YVONNE GONZALEZ ROGERS, District Judge.
Plaintiff Microsoft Corporation brings this action against defendants A&S Electronics, Inc. and Alan Z. Lin (collectively, "A&S") alleging contributory copyright infringement, as well as claims for trademark infringement, false designation of origin, and unfair competition, and common law counts for constructive trust and an accounting. (Third Amended Complaint ["TAC"], Dkt. No. 45.) A&S previously brought a motion to dismiss the TAC. The Court denied that motion and instead directed the parties to file cross-motions for summary judgment, focused on the issue of whether the licensing agreements alleged in the TAC established that the software sold by A&S was not subject to a "first sale" defense to the copyright infringement claim. (Dkt. No. 54.) After a brief period of focused discovery, the parties' filed their motions for summary judgment on the first sale issue (Dkt. Nos. 72, 82) and oppositions thereto. The Court heard oral argument on February 7, 2017.
The Court having considered the briefing, arguments, and admissible evidence
The federal Copyright Act protects "original works of authorship," including software programs. 17 U.S.C. §§ 101-103. The Copyright Act confers certain exclusive rights on copyright owners, including exclusive rights to reproduce the works and to distribute the works by sale or rental, and actions in violation of those rights constitute infringement. Id. § 106(1), (3). The Copyright Act contains limitations on those rights. Under section 109 of the Copyright Act, the exclusive distribution right is limited by the "first sale" doctrine, which allows owners of particular copies of copyrighted works to resell those copies. 17 U.S.C. § 109(a).
In the context of computer software, the exclusive reproduction right is limited by the "essential step" defense, which allows the owner of a copyrighted software program to make a copy of the computer program as an "essential step" in the utilization of the program, generally when installing (a copy of) the program onto the computer's hard-drive memory. 17 U.S.C. § 117(a)(1).

# # # # # # #

### CHALLENGES
1 - How many lines in the listing below contain the string "building"? Case counts, and the reply should be the number alone.
2 - Pick up the court opinion on Microsoft's copyright claim against A&S from where it stops and keep writing it.

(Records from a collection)
# # # # # # #

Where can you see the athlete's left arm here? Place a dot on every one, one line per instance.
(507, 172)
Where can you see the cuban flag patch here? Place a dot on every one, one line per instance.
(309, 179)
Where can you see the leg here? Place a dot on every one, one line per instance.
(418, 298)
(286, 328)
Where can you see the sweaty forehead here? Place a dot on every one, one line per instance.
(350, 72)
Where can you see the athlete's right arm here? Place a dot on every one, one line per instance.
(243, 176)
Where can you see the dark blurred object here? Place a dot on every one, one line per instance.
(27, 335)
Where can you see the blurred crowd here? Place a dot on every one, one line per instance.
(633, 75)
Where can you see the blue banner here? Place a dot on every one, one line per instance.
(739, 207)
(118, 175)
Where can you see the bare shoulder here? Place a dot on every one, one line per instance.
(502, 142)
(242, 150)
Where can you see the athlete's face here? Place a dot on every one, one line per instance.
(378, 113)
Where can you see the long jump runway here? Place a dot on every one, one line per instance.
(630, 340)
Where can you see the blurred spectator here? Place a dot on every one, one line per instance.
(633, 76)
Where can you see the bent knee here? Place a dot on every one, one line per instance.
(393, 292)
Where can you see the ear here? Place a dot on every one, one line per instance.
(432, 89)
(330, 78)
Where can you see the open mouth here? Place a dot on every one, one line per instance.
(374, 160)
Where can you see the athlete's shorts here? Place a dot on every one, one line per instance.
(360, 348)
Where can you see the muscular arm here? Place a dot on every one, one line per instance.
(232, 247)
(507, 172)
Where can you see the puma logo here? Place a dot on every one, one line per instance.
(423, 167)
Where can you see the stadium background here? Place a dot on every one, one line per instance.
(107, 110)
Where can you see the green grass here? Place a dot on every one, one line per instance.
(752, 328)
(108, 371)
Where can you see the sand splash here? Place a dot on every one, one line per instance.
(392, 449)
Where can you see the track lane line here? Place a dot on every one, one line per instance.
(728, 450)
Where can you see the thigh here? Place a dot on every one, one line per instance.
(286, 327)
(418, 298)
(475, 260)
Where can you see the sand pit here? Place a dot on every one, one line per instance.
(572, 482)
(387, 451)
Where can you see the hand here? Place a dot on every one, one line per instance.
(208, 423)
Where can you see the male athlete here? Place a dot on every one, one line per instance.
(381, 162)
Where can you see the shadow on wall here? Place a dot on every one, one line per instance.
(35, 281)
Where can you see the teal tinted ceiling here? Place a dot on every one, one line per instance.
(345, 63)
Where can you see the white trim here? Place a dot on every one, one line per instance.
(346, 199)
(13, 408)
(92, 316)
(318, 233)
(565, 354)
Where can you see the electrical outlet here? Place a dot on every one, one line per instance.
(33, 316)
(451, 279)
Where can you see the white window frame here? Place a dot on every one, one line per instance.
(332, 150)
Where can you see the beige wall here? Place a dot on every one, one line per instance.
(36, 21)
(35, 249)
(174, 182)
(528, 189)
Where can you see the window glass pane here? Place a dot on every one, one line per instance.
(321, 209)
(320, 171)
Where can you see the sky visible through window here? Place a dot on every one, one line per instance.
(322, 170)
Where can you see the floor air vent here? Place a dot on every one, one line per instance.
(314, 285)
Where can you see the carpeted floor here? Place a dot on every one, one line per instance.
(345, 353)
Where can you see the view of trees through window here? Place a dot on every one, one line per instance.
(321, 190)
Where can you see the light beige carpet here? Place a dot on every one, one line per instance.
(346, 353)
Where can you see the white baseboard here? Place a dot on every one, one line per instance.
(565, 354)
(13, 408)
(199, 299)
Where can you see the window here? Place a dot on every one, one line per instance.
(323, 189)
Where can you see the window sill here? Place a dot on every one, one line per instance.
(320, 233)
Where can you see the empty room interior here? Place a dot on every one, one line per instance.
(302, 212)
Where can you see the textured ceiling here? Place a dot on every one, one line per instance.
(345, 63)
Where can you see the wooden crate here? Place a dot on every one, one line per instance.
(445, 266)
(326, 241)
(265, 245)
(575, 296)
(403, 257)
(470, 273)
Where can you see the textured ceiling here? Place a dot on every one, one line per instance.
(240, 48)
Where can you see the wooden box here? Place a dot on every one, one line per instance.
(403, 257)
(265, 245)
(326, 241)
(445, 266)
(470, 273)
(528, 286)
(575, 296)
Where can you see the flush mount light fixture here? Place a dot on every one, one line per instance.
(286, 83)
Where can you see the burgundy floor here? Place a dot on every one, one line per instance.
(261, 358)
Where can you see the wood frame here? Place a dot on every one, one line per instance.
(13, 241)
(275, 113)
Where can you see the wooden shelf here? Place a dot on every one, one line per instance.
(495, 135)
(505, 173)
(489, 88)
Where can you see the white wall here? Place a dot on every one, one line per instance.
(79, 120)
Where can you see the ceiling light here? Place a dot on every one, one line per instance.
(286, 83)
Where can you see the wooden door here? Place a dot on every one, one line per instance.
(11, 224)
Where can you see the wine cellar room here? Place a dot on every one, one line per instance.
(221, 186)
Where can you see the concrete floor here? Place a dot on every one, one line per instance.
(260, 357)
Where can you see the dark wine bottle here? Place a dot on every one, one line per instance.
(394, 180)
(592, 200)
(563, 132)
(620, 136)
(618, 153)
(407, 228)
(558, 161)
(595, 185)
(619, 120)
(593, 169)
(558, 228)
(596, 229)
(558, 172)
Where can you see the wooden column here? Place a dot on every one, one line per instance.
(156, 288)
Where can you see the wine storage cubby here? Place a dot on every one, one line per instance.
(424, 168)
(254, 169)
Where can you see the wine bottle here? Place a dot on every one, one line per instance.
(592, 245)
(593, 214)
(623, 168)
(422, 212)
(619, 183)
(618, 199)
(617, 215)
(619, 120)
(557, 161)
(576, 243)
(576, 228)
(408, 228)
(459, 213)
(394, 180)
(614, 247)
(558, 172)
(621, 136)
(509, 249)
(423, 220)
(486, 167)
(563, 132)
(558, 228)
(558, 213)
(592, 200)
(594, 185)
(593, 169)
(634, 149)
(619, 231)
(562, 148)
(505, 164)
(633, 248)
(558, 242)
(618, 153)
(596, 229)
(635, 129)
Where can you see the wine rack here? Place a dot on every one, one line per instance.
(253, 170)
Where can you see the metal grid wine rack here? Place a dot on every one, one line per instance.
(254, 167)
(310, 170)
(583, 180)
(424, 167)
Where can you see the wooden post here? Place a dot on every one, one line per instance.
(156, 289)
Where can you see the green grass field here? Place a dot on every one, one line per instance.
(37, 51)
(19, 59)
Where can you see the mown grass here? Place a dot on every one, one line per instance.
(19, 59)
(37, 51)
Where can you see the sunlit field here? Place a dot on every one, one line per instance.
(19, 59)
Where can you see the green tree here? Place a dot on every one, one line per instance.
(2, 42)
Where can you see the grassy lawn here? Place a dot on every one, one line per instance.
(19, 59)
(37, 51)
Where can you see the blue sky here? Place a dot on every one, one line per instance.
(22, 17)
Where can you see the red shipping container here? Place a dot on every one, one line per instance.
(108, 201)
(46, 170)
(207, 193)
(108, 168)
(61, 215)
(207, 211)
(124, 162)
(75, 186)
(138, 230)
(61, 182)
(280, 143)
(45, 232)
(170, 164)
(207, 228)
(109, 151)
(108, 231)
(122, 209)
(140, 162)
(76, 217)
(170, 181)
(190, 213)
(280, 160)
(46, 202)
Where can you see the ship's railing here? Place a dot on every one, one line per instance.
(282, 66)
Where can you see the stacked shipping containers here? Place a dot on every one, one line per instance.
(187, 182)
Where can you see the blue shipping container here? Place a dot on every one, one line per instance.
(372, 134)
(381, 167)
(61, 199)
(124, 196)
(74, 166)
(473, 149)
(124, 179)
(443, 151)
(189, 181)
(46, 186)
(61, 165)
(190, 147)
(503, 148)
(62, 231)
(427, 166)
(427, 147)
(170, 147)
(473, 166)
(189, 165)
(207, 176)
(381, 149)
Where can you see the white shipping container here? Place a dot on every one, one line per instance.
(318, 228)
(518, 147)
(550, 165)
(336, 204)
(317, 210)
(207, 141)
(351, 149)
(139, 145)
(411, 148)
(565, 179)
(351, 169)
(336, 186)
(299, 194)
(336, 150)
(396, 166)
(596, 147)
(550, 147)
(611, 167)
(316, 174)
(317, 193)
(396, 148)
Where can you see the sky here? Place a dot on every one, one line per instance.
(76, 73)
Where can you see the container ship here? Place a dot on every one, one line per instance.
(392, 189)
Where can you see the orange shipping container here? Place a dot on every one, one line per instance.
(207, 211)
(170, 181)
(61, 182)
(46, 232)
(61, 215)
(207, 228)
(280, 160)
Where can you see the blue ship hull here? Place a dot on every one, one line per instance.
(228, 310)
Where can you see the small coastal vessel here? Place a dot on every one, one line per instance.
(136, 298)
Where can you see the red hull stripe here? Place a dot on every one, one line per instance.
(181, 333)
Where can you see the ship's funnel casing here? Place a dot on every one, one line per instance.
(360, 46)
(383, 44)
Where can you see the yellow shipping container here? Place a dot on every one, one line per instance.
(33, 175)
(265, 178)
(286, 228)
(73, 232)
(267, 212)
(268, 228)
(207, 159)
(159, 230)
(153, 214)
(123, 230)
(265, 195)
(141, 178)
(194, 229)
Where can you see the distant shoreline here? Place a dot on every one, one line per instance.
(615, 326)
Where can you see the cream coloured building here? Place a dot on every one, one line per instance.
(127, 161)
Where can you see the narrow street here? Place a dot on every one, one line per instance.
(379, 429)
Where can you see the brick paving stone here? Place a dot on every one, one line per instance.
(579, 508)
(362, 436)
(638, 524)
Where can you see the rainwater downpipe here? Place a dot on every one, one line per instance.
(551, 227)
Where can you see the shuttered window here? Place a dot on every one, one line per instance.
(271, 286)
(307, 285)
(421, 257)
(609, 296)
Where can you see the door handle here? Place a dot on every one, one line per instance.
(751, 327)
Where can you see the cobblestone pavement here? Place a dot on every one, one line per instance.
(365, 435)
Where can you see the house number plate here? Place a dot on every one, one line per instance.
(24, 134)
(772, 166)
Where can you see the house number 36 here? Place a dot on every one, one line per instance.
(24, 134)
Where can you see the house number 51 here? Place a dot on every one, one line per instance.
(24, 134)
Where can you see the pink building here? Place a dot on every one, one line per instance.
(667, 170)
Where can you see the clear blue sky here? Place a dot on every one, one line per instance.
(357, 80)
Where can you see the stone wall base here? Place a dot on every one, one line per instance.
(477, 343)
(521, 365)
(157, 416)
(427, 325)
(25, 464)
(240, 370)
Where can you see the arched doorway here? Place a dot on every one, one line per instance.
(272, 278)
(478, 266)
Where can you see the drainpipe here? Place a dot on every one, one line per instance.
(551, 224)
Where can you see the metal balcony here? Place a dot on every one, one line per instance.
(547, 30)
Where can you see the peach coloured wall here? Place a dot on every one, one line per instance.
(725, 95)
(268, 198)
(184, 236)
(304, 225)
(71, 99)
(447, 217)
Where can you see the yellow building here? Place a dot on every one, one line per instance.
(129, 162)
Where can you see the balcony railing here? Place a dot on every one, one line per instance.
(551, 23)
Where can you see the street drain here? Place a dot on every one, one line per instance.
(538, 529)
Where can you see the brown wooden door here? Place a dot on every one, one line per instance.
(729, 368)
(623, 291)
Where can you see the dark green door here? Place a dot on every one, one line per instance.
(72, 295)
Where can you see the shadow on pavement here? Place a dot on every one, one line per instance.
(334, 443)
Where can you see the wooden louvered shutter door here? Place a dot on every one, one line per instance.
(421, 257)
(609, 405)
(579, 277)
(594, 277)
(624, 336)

# # # # # # #

### THE ANSWERS
1 - 3

2 -
Here, Microsoft alleges that A&S is liable for contributory infringement which requires Microsoft to establish: (1) direct infringement by a third party (violation of some copyright-protected right) and (2) defendant's knowledge of the direct infringing activity and intentional inducement or encouragement of such activity. See MDY Indus., LLC v. Blizzard Entm't, Inc., 629 F.3d 928, 937 (9th Cir. 2010); A&M Records, Inc. v. Napster, Inc., 239 F.3d 1004, 1013 (9th Cir. 2001). Microsoft asserts that the first sale doctrine does not apply to its software, and particularly to the software at issue in this litigation, because it was not sold to a first purchaser and then resold, but instead was merely licensed.
The Court reviews a trilogy of cases which construct the relevant legal framework. To determine whether a software user is a licensee or an owner, the Ninth Circuit looks to whether the copyright owner: (1) "specifies that the user is granted a license"; (2) "significantly restricts the user's ability to transfer the software;" and (3) "imposes notable use restrictions." Vernor, 621 F.3d at 1111; see also UMG Recordings, 628 F.3d at 1180. In Vernor, the Ninth Circuit held that software manufacturer Autodesk had: (1) "retained title to the software;" (2) "imposed significant transfer restrictions" including provisions that the license was non-transferable and the software itself could not be transferred or leased without written consent; and (3) imposed "restrictions against the use of the software outside the Western Hemisphere," among others. Vernor, 621 F.3d at 1111-12. Based on these and other restrictions, the court concluded "Vernor did not receive title to the copies from [initial purchaser] CTA and accordingly could not pass ownership on to others," so that both CTA's and Vernor's sales infringed on Autodesk's distribution rights. Id. at 1112.
The following year, in UMG Recordings, the Ninth Circuit further held that merely labeling an arrangement as a license, or stating that the copyrighted works were "not for resale," was not dispositive of the issue. UMG Recordings, 628 F.3d at 1180. The Ninth Circuit instead analyzed the transfer itself, including whether the copyright holder retained "sufficient incidents of ownership," such as: (1) recipients expressing agreement to enter into a license; and (2) the copyright holder exercising any "meaningful control or even knowledge of the status" of the copyrighted work after distribution. Id. at 1182-83 ("UMG dispatched the CDs in a manner that permitted their receipt and retention by the recipients without the recipients accepting the terms of the promotional statements. . . . [and thereby] effected a gift or sale within the meaning of the first sale doctrine").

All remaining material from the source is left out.